==== Recorded data ====
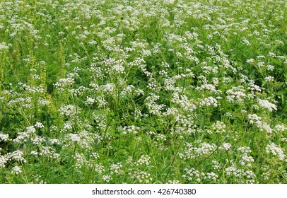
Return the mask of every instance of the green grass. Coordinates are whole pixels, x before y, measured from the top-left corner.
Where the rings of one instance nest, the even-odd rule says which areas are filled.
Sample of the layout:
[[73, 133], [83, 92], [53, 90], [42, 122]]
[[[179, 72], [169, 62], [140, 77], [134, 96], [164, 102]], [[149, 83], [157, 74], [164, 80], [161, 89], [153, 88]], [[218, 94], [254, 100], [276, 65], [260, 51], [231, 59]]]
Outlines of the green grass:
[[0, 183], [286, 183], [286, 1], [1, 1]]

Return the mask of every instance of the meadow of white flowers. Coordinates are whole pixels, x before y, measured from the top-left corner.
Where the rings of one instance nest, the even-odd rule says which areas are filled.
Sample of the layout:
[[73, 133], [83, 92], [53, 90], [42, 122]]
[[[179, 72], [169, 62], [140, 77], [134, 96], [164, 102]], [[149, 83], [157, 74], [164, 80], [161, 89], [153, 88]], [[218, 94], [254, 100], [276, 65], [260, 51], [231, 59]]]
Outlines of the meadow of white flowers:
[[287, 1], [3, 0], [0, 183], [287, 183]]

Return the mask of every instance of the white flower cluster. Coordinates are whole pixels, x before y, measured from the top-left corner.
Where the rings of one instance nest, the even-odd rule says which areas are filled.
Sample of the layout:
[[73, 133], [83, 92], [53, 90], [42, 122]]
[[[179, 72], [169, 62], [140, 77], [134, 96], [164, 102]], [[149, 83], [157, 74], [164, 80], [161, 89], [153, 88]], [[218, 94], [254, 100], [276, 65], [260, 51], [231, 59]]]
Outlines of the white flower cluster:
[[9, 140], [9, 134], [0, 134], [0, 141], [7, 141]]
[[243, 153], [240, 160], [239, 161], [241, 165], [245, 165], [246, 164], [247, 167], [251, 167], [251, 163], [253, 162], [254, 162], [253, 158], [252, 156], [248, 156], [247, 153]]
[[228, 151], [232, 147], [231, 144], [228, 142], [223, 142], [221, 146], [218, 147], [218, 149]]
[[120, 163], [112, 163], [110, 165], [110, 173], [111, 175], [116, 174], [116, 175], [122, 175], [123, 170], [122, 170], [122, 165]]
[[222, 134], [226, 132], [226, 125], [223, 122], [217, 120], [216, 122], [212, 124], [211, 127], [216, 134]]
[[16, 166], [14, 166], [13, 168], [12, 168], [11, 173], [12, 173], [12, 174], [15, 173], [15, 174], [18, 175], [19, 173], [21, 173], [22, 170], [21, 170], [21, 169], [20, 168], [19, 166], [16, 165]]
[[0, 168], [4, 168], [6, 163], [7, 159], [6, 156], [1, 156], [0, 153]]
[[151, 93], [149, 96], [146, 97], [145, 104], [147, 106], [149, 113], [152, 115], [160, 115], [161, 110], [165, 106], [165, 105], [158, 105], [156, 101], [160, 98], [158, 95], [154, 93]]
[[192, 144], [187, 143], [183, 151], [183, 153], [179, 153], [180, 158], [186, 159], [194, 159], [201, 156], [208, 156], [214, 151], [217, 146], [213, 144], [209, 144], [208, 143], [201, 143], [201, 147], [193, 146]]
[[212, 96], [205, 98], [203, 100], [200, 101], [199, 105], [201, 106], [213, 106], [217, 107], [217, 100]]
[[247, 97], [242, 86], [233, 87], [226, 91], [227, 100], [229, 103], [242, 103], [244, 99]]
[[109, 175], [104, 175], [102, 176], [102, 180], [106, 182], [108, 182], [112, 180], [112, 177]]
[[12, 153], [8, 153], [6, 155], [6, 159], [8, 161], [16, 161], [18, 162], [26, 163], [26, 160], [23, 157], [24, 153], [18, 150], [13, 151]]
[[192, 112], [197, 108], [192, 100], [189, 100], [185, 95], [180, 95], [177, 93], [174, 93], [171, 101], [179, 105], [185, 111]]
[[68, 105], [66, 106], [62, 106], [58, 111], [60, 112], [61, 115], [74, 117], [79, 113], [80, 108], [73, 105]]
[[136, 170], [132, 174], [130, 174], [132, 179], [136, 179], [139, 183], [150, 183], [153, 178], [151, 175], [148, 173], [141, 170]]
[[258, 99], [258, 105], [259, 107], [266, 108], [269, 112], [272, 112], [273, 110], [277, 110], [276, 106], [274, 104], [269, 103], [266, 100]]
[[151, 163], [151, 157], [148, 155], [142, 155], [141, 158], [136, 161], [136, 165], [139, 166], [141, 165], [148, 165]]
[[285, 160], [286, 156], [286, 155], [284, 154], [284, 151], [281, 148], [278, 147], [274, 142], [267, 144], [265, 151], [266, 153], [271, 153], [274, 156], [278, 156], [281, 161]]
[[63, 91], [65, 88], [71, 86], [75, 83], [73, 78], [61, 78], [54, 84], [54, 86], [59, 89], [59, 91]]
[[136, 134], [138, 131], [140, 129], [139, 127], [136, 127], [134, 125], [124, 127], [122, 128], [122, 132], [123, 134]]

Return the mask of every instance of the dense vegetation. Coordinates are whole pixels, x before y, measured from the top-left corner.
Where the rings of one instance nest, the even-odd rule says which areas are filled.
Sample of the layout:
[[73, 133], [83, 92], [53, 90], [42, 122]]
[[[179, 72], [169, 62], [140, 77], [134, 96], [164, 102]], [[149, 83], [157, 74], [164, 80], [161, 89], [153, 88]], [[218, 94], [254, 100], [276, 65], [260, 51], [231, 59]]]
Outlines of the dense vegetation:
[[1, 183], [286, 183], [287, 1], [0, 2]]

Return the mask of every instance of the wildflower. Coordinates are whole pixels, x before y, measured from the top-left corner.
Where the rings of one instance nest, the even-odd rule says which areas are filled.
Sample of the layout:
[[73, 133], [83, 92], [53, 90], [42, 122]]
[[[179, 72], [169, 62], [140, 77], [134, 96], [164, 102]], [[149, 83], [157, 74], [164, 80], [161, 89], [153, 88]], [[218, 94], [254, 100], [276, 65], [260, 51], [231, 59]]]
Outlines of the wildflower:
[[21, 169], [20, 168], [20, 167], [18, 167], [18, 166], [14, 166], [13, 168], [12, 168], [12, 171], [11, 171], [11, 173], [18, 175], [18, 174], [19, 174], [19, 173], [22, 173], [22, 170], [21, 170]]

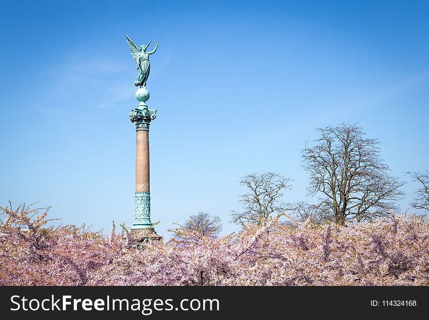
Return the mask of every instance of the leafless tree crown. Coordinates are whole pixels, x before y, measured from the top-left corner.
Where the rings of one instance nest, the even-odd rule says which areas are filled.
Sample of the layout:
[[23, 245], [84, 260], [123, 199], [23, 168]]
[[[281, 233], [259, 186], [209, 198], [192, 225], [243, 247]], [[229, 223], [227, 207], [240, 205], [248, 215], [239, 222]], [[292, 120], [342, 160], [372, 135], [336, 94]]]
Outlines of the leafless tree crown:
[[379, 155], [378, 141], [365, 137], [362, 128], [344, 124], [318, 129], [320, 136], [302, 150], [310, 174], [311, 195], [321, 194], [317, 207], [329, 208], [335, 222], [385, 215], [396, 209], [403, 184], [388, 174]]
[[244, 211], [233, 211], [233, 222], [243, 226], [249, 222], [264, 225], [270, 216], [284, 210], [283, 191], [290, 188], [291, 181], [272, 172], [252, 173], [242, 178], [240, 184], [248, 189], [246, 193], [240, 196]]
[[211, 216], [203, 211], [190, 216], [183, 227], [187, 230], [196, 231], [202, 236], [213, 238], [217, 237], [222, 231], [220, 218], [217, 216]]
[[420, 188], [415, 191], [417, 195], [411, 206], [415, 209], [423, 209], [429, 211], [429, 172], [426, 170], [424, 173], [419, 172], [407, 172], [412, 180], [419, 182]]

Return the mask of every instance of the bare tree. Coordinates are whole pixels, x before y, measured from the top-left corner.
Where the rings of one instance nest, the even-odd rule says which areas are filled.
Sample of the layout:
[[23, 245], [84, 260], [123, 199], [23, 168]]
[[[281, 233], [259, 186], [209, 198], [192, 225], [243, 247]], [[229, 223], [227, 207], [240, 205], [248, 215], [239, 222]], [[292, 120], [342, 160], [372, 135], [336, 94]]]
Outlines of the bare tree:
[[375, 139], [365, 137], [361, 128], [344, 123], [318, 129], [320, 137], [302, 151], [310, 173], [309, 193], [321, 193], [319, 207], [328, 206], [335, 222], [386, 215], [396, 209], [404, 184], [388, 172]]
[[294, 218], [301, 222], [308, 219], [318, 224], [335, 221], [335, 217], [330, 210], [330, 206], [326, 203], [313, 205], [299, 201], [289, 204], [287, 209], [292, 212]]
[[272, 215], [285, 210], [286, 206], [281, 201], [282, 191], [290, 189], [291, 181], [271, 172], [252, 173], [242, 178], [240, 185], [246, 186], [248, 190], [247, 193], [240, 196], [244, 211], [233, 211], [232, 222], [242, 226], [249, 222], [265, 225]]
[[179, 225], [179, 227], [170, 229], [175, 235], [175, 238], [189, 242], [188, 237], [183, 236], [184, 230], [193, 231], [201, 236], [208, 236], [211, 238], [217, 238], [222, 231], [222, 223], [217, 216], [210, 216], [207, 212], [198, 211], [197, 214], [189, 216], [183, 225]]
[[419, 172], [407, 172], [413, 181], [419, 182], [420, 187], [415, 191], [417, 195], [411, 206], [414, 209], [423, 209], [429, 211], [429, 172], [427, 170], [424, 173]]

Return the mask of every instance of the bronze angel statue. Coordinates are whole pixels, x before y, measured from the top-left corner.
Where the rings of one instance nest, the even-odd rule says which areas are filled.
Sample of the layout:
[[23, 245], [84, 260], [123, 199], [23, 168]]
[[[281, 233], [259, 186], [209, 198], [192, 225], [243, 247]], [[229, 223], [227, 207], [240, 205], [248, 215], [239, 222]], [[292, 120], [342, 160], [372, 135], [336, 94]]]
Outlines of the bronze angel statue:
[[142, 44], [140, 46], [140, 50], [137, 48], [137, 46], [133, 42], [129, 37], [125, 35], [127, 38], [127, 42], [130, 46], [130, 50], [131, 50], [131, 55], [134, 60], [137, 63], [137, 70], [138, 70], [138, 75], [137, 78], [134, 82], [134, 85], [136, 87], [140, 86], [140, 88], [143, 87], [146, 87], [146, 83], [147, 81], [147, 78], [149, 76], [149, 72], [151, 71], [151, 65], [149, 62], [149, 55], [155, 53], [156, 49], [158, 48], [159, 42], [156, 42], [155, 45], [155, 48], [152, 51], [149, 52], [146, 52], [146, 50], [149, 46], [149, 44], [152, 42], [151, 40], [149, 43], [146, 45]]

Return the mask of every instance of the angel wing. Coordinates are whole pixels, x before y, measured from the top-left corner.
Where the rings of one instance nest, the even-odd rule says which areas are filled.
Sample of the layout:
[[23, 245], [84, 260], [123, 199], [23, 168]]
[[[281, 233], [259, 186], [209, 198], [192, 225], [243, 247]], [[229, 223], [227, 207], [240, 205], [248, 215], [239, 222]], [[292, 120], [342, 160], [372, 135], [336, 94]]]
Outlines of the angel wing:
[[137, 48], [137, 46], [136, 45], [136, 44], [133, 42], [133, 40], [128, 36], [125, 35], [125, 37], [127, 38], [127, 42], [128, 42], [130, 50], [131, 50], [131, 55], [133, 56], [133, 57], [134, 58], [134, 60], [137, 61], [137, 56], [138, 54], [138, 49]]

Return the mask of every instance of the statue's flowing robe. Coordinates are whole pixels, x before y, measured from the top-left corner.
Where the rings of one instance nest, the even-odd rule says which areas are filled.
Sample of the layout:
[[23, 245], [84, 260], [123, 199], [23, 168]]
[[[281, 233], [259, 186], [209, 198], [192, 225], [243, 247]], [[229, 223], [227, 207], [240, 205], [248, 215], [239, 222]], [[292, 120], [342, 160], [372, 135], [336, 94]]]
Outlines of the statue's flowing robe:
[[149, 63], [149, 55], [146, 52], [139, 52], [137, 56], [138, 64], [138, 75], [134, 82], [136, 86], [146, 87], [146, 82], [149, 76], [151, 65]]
====
Reproduce verbatim the lines of the data between the line holding "Return the mask of every instance of the bronze" and the line holding "43], [146, 45]]", inclusive, and nothing else.

**The output:**
Return the mask of every instance of the bronze angel statue. Coordinates are whole pixels, x before y, measured from the top-left corner.
Where the rings of one instance nest, the even-odd rule says which areas are filled.
Sample of the layout:
[[23, 245], [84, 260], [123, 199], [23, 168]]
[[[281, 233], [259, 186], [209, 198], [192, 225], [243, 247]], [[229, 223], [227, 207], [240, 205], [248, 215], [239, 222]], [[292, 120], [342, 160], [372, 135], [336, 94]]]
Outlines of the bronze angel statue:
[[142, 44], [140, 46], [140, 50], [137, 48], [137, 46], [133, 42], [129, 37], [125, 35], [127, 38], [127, 42], [130, 46], [130, 50], [131, 50], [131, 55], [134, 60], [137, 63], [137, 70], [138, 70], [138, 75], [137, 78], [134, 82], [134, 85], [136, 87], [140, 86], [140, 88], [143, 87], [146, 87], [146, 83], [147, 81], [147, 78], [149, 76], [149, 72], [151, 71], [151, 65], [149, 62], [149, 55], [155, 53], [156, 49], [158, 48], [159, 42], [156, 42], [155, 45], [155, 48], [152, 51], [149, 52], [146, 52], [146, 50], [149, 46], [149, 44], [152, 42], [151, 40], [149, 43], [146, 45]]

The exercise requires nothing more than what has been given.